PASSAGE ::
+ + + + +

MEMORANDUM DECISION—NOT FOR PUBLICATION


ROBB, Chief Judge.

Case Summary and Issue

Michael Porter appeals his conviction of operating a vehicle with an alcohol concentration equivalence of 0.08 or more, a Class C misdemeanor. Porter raises the sole issue of whether there was sufficient evidence to sustain his conviction. Concluding that there was sufficient evidence, we affirm his conviction.

Facts and Procedural History

On May 5, 2012, Trooper Charles Coffee made a traffic stop of the vehicle driven by Porter due to a dysfunctional license plate light. After Trooper Coffee observed signs of intoxication, Porter told him he had consumed three beers. Trooper Coffee asked Porter to exit his vehicle. He administered two field tests and then, believing that there was probable cause Porter was driving while intoxicated, transported him to the Howard County Sheriff's Department. There, Porter failed one field sobriety test but passed another. Trooper Coffee then administered a chemical test, and Porter registered a breath alcohol concentration of 0.12 on the certified data master instrument.

Porter was charged with operating while intoxicated endangering a person, a Class A misdemeanor, and operating a vehicle with an alcohol concentration equivalence of 0.08 or more, a Class C misdemeanor. After a bench trial on August 22, 2012, he was found not guilty of the former charge and guilty of the latter. He was convicted and sentenced at the conclusion of the trial. On October 2, 2012, Porter filed a “Motion to Appoint Public Defender for Purposes of Appeal.” Appellant's Appendix at 21. The trial court granted the motion that day. This appeal followed. Additional facts will be provided as needed.

Discussion and Decision

I. Timeliness of Appeal

The State raises the preliminary issue of whether Porter's appeal is forfeited due to his failure to file a timely notice of appeal. Appellate Rule 9(A)(5) states that “[u]nless the Notice of Appeal is timely filed, the right to appeal shall be forfeited except as provided by P.C.R. 2.” Indiana Post–Conviction Rule 2(l)(a) provides:

An eligible defendant convicted after a trial or plea of guilty may petition the trial court for permission to file a belated notice of appeal of the conviction or sentence if;

(1) the defendant failed to file a timely notice of appeal;

(2) the failure to file a timely notice of appeal was not due to the fault of the defendant; and

(3) the defendant has been diligent in requesting permission to file a belated notice of appeal under this rule.

+ + + + +

SOURCE MATERIAL ::
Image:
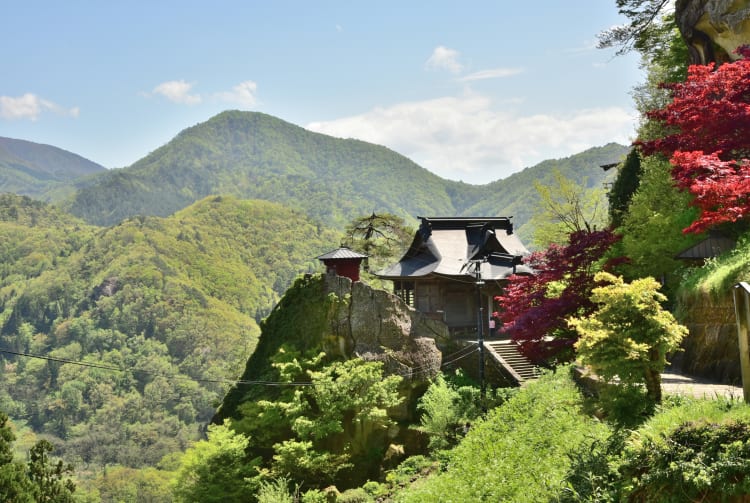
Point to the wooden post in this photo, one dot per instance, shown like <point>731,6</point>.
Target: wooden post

+ + + + +

REQUESTS ::
a - Translate this sentence from the court decision into Spanish: "Trooper Coffee asked Porter to exit his vehicle."
b - Repeat word for word the part of the court decision from "MEMORANDUM DECISION—NOT FOR" up to and including "affirm his conviction.".

ANSWERS IN ORDER ::
a - El policía estatal Coffee le pidió a Porter que saliera de su vehículo.

b -
MEMORANDUM DECISION—NOT FOR PUBLICATION


ROBB, Chief Judge.

Case Summary and Issue

Michael Porter appeals his conviction of operating a vehicle with an alcohol concentration equivalence of 0.08 or more, a Class C misdemeanor. Porter raises the sole issue of whether there was sufficient evidence to sustain his conviction. Concluding that there was sufficient evidence, we affirm his conviction.